On December 9th, AYLUS members help clean up invasive vines. Invasive vines are the number one threat to the ecosystem beheading the outright development of building and pavement. The problem is that they tend to out-compete native plants because they didn’t evolve in the same place as native plants. So they don’t have much competition and don’t give much value to the ecosystem. If they produce fruits they don’t produce it as well as native plants and aren’t edible.
We helped get rid of very threatening invasive vines that were wrapped around a tree. The most threatening invasive vines are the honeysuckle, Asiatic bittersweet, nightshade, and mini invasive shrubs. Invasive vines kill a tree and change the ecology of a forest. Vines will climb up the tree and add weight to the tree. The extra weight will cause limbs to break. Once the limbs are broken, fungus and insects can enter causing the tree to die causing the ecology to change. Also they cause mono culture. Monoculture is where every plant is the same, and invasive vines create their own mono culture where they grow and grow and grow until they choke everything out. In addition, they cause shading. Invasive vines can climb to the top of the tree and shade the tree from receiving any sunlight thus causing tree to not receive the nutrients needed to grow.

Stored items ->
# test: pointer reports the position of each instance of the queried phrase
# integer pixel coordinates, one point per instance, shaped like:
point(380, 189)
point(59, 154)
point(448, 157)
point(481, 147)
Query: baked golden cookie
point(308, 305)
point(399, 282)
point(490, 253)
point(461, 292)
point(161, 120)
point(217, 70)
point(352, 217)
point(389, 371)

Work order 1 -> According to the passage on invasive vines, how does a vine climbing a tree lead to the tree's death? Answer in one to three sentences.
Work order 2 -> Pick up the passage on invasive vines after its final sentence and keep writing.
These stored items have no connection to the passage on invasive vines.

Output 1 -> Vines climbing a tree add weight to it, and the extra weight causes limbs to break. Broken limbs let fungus and insects enter, which causes the tree to die.

Output 2 ->
In the world of ecology diversity equals stability. If you have an ecosystem that’s very diverse and some disease comes around and wipes the species around the rest of the system is still around. If the system is the same and a disease comes you lose everything at once.
Once we finished cutting these invasive vines they get dumped around a certain area instead of going to the land fill. This is to contain the seeds so it doesn’t spread further. Together we prevented the spread of invasive vines that could potentially damage the trees and the ecosystem around it.